_MATERIAL PROVIDED_:

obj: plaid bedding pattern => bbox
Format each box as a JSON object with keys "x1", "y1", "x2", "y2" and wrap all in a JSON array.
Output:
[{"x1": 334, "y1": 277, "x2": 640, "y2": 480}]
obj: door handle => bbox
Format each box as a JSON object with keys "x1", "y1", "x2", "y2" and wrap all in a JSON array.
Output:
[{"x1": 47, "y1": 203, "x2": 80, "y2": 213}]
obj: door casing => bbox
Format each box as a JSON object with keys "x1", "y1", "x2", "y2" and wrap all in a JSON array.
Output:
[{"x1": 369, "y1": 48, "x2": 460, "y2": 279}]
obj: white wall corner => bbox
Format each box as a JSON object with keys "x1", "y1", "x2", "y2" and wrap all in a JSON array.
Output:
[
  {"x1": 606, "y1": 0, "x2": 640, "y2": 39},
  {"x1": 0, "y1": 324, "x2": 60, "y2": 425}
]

_DIRECTION_:
Return the entire listing above verbatim, reproducing every line in its original order without alteration.

_FULL OUTPUT_:
obj: plaid bedding pattern => bbox
Format each box as a JSON object with keys "x1", "y1", "x2", "y2" and wrap all in a JSON array.
Output:
[{"x1": 334, "y1": 277, "x2": 640, "y2": 480}]
obj: door handle => bbox
Format each box as a JSON object with keys "x1", "y1", "x2", "y2" and wrap all in a JSON array.
Output:
[{"x1": 47, "y1": 203, "x2": 80, "y2": 213}]
obj: door casing => bbox
Format each box as a JSON object with keys "x1", "y1", "x2", "y2" and wrap all in a JSON array.
Output:
[{"x1": 369, "y1": 48, "x2": 460, "y2": 279}]
obj: white wall corner => bbox
Format each box as a JSON object with keys "x1", "y1", "x2", "y2" and wrap all in a JSON array.
Output:
[
  {"x1": 606, "y1": 0, "x2": 640, "y2": 39},
  {"x1": 0, "y1": 324, "x2": 60, "y2": 425}
]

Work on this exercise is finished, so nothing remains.